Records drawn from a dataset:
►
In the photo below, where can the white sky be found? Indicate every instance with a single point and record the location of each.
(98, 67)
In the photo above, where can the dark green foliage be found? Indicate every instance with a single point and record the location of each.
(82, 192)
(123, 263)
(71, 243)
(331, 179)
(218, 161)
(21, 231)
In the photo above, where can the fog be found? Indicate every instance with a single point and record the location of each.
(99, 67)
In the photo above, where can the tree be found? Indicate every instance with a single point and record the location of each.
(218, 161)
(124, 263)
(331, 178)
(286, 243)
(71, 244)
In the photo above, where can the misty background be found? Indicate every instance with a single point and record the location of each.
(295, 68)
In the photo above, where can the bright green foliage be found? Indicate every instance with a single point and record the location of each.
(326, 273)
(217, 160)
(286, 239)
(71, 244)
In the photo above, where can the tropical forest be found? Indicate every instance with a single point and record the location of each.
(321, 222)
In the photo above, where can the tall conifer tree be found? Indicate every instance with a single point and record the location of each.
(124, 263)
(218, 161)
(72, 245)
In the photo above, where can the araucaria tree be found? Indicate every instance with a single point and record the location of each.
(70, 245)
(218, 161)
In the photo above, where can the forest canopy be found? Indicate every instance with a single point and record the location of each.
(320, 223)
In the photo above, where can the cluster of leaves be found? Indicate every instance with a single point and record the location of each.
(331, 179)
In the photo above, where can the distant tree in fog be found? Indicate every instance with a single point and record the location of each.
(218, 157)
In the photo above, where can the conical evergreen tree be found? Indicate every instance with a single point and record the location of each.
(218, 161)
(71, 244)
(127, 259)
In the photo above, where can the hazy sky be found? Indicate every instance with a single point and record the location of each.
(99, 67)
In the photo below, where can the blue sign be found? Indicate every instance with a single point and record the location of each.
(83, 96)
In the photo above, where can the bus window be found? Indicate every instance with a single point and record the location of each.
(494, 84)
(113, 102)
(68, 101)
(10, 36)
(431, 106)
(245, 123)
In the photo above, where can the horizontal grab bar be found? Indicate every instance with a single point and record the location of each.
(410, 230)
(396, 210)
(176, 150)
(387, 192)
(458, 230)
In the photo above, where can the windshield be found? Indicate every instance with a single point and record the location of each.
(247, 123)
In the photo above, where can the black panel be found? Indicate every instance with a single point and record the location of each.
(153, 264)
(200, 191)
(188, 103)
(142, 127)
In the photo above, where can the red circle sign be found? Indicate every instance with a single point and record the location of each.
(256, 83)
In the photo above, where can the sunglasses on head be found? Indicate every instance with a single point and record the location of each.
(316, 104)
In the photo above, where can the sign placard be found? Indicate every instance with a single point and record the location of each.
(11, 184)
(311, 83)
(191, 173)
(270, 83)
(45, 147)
◄
ABOUT THIS TASK: Please return the data above exactly as given.

ANSWER AREA:
In the photo below, where can the white sky be found? Indicate every instance with a single point and record the location of each.
(98, 67)
In the photo above, where can the dark green foliage be found? Indicate every instance with a single point and record the location of each.
(82, 192)
(123, 263)
(71, 243)
(331, 179)
(218, 161)
(21, 231)
In the photo above, where can the fog be found? Indicate every instance with a single point and record the location of each.
(99, 67)
In the photo above, where can the tree be found? Indicate every instance with a single point and record the location of each.
(218, 161)
(124, 263)
(331, 178)
(286, 243)
(71, 244)
In the photo above, where can the misty background be found? Indicate every instance with a single point and record the location of each.
(295, 68)
In the photo above, where can the bright green foliage be found? Indicate every instance with a single point and record the location of each.
(326, 273)
(217, 160)
(286, 239)
(71, 244)
In the photo above, where can the tropical forest be found? Indicate every instance with a single point and record the location of each.
(321, 222)
In the photo above, where can the tall conifer tree be found? Indicate every instance with a single point and record the location of each.
(124, 263)
(218, 161)
(72, 245)
In the photo above, where can the araucaria tree be found? Indicate every instance with a single point and record the location of each.
(70, 245)
(218, 161)
In the photo above, where can the forest canopy be found? Indicate every instance with a single point and record the location of each.
(320, 223)
In the photo above, where can the cluster of leaves be found? Indicate every instance with a single point and record the location of each.
(331, 179)
In the photo above, where can the distant tree in fog be found? Indicate every instance with a single point and record the location of each.
(218, 157)
In the photo above, where can the conical evergreen tree be found? Indicate every instance with a single point and record the location of each.
(218, 161)
(71, 244)
(127, 259)
In the photo above, where can the hazy sky be found? Indicate every instance with a single point and record the location of each.
(99, 67)
In the photo below, where can the blue sign be found? Indicate every instance with a single point and record the location of each.
(83, 96)
In the photo above, where can the bus window be found? Indicate every instance with a single point and record the location of each.
(494, 84)
(113, 102)
(68, 101)
(10, 36)
(431, 106)
(245, 123)
In the photo above, where can the horizontal grab bar be found? Indicate every instance with a single point and record the location of each.
(410, 230)
(396, 210)
(176, 150)
(387, 192)
(458, 230)
In the photo above, where can the windshield be found? Indicate every instance with a single point and record the location of each.
(247, 123)
In the photo above, where can the black panel be found? Indicate every instance with a single point and record the location of each.
(153, 264)
(200, 191)
(188, 103)
(142, 127)
In the photo above, where can the red circle sign be found? Indicate every instance with a single point and record the location of each.
(256, 83)
In the photo above, where can the sunglasses on head be found? Indicate every instance with a single point and record the location of each.
(316, 104)
In the photo above, where can the sign placard be found? Indicate every instance with a single point and record the location of each.
(11, 184)
(311, 83)
(191, 173)
(270, 83)
(45, 147)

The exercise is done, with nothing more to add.